| Goal of the exercise |
Format everything below, from the line containing "each man's neck." down to the line containing "328;345;499;435", as a JSON list of strings with one string per line and blank lines omitted.

| Data to process |
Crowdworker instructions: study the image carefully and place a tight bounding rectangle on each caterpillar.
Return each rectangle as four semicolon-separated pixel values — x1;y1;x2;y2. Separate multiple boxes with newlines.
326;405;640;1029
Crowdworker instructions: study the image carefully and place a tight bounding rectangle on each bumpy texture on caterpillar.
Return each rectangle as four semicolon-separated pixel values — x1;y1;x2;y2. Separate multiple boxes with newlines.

---

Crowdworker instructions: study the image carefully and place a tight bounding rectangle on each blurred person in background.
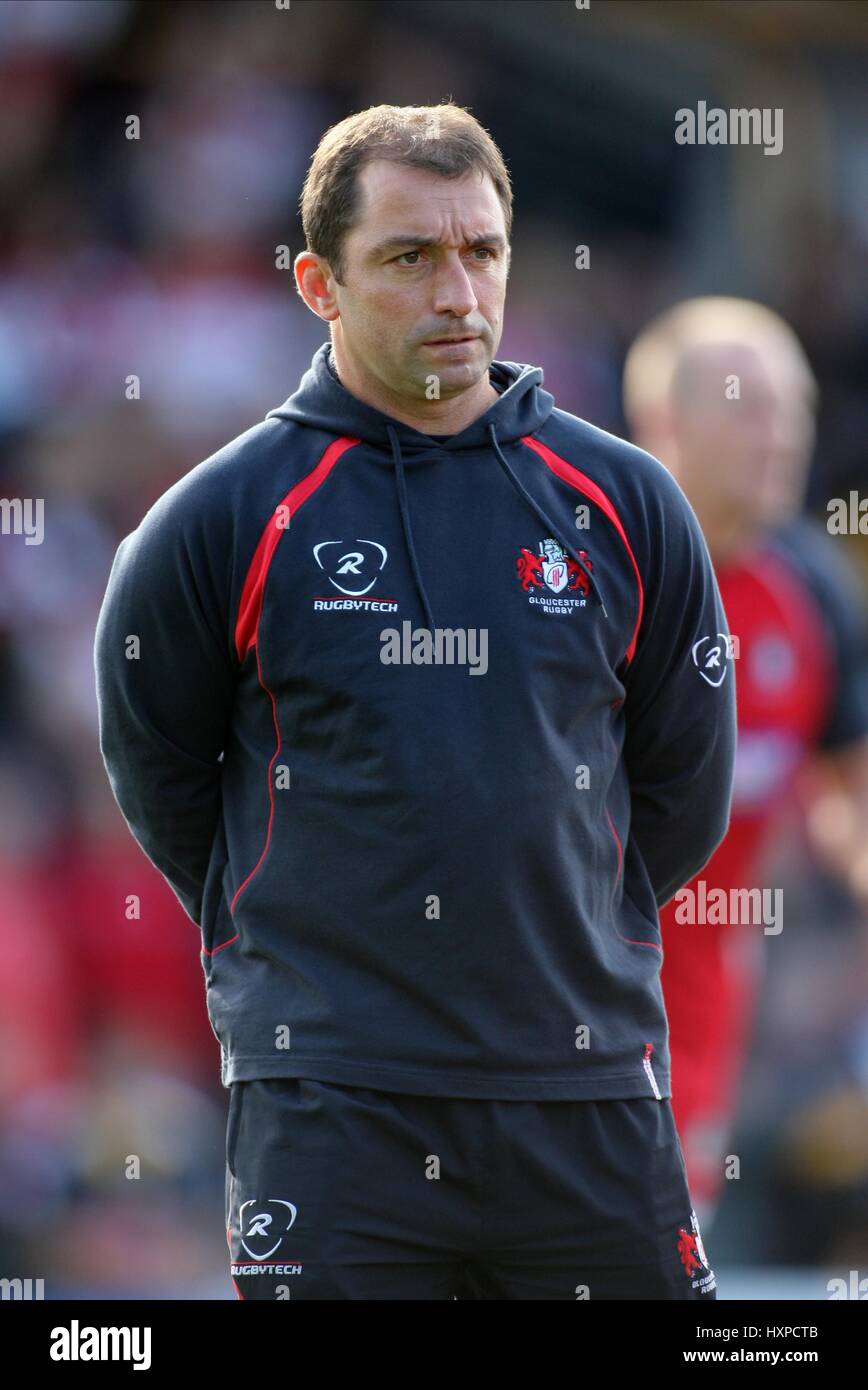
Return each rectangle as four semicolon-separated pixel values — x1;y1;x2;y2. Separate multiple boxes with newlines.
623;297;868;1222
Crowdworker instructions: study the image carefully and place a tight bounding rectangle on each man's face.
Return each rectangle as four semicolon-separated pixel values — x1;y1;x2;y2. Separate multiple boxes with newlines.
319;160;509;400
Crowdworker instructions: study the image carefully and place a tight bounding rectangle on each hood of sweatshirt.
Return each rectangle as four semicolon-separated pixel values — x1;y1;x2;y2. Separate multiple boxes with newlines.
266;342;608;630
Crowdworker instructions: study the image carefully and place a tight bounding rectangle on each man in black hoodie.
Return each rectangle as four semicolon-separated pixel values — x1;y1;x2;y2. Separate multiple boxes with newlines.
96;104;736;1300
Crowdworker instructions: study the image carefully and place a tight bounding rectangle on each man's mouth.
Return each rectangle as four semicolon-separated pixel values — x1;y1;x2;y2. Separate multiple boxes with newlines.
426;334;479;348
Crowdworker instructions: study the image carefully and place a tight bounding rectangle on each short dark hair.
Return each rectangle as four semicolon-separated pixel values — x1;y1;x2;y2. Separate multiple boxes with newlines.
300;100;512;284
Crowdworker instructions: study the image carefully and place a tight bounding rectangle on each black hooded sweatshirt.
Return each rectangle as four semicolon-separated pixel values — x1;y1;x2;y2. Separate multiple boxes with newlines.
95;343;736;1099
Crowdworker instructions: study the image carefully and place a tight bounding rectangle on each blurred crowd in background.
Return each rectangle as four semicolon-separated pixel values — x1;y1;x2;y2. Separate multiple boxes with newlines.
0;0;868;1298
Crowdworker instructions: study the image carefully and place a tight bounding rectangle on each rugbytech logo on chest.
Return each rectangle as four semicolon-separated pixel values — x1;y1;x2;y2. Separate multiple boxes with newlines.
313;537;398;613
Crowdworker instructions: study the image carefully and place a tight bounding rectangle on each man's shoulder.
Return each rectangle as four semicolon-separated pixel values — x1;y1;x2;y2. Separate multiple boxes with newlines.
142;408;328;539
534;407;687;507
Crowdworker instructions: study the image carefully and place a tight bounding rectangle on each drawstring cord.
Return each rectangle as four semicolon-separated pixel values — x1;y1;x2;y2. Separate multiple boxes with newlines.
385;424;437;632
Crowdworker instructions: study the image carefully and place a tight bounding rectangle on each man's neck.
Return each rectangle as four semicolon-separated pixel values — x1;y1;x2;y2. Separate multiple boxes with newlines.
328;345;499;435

| Expected answer |
[
  "Crowdworker instructions: study the image carefully and place a tight bounding rectangle on each man's neck.",
  "Return each rectangle as four semicolon-separated pixel values — x1;y1;x2;y2. Separate multiple boxes with newlines.",
  "328;345;499;435"
]